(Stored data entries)
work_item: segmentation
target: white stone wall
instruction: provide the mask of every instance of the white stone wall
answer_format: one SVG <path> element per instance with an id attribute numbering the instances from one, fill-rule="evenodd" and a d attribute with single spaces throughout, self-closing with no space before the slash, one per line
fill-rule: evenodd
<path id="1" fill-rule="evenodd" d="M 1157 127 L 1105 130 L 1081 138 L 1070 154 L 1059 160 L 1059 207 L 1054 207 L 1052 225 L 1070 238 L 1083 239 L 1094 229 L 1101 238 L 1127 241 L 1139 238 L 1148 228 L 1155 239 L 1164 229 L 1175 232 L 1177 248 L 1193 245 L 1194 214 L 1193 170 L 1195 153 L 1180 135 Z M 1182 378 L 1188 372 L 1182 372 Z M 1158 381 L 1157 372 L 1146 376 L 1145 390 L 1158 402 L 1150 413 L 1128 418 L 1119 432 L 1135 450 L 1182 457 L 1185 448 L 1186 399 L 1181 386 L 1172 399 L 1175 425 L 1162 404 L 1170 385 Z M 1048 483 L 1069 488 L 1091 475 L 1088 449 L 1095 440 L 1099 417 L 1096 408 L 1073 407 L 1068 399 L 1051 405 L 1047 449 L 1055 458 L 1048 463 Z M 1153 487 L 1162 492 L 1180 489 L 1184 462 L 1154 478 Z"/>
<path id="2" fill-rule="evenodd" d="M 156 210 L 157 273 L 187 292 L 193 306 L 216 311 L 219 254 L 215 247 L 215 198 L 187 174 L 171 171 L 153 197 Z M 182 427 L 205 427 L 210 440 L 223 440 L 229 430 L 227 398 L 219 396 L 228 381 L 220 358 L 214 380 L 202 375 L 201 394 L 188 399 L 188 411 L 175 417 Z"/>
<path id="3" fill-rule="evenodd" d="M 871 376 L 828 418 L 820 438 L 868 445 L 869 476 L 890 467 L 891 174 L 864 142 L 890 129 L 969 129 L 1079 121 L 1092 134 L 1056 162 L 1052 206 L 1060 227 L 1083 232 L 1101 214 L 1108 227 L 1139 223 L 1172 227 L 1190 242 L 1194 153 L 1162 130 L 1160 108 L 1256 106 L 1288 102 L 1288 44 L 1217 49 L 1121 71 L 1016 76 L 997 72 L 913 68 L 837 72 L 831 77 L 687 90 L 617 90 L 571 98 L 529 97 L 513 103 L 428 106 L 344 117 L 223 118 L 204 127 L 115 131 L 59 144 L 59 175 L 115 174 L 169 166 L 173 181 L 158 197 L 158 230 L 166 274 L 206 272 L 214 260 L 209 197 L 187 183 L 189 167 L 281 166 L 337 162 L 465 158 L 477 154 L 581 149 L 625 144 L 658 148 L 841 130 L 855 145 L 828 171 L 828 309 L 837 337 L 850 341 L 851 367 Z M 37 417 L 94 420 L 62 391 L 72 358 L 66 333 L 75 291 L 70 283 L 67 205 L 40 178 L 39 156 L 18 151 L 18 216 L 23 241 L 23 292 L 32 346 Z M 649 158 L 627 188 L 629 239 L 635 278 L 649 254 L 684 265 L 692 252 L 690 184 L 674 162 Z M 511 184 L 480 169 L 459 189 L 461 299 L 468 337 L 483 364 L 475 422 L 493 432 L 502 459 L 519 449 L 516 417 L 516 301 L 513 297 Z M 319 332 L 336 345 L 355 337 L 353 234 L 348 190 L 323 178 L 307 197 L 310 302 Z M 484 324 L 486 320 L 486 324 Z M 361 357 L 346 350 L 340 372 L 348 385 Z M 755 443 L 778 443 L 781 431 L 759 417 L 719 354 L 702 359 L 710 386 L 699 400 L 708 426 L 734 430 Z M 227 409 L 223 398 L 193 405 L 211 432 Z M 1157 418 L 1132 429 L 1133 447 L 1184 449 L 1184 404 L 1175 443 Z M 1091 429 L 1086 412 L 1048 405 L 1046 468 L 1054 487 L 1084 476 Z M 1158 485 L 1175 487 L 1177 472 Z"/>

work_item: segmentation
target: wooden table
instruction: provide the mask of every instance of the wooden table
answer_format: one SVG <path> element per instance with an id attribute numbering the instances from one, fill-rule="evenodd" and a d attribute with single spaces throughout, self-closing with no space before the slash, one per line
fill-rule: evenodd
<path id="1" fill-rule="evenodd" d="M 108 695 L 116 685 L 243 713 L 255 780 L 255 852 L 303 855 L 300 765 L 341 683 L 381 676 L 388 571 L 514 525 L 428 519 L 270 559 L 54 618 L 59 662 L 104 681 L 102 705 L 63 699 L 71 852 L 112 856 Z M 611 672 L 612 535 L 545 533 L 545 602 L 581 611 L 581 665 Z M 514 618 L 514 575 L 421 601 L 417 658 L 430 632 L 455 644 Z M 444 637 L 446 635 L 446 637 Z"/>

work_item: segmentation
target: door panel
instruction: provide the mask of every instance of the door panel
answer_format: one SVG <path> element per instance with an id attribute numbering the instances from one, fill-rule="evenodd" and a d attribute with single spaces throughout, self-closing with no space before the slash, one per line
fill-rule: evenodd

**WHAT YOU WILL DO:** Collect every line of the records above that contains the string "target", treating uppercase and lowercase letters as different.

**ANSWER BELOW:**
target: white stone wall
target: wooden table
target: door panel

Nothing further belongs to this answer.